* [Task brief] Please set down, exactly as written, the line containing "Can you see the glaze" and every line after it through the end of the records.

* [Natural-language object grounding data]
+-------+

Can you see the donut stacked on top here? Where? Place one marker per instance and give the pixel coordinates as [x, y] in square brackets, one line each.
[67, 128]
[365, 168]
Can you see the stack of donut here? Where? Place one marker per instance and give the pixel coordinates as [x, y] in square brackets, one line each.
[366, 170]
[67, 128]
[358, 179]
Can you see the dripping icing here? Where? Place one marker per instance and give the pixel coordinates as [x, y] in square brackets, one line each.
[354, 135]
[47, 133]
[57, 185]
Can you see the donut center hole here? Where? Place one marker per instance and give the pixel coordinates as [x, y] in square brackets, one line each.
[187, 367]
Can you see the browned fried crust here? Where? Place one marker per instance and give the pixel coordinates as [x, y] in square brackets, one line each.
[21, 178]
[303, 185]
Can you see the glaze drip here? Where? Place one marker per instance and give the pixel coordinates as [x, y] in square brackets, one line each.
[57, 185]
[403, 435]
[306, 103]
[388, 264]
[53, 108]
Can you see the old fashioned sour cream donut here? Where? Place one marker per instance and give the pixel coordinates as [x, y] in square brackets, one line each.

+-------+

* [Solution for this task]
Can you see the glaze drip here? Where? Place one marker per instance and give the pixel coordinates as [x, y] in square brackets, one line each.
[57, 185]
[403, 435]
[306, 103]
[388, 264]
[53, 108]
Can you see the old fashioned sour cream donut here? Where? Place one marker per instance and give the pixel coordinates as [x, y] in square brackets, one line each.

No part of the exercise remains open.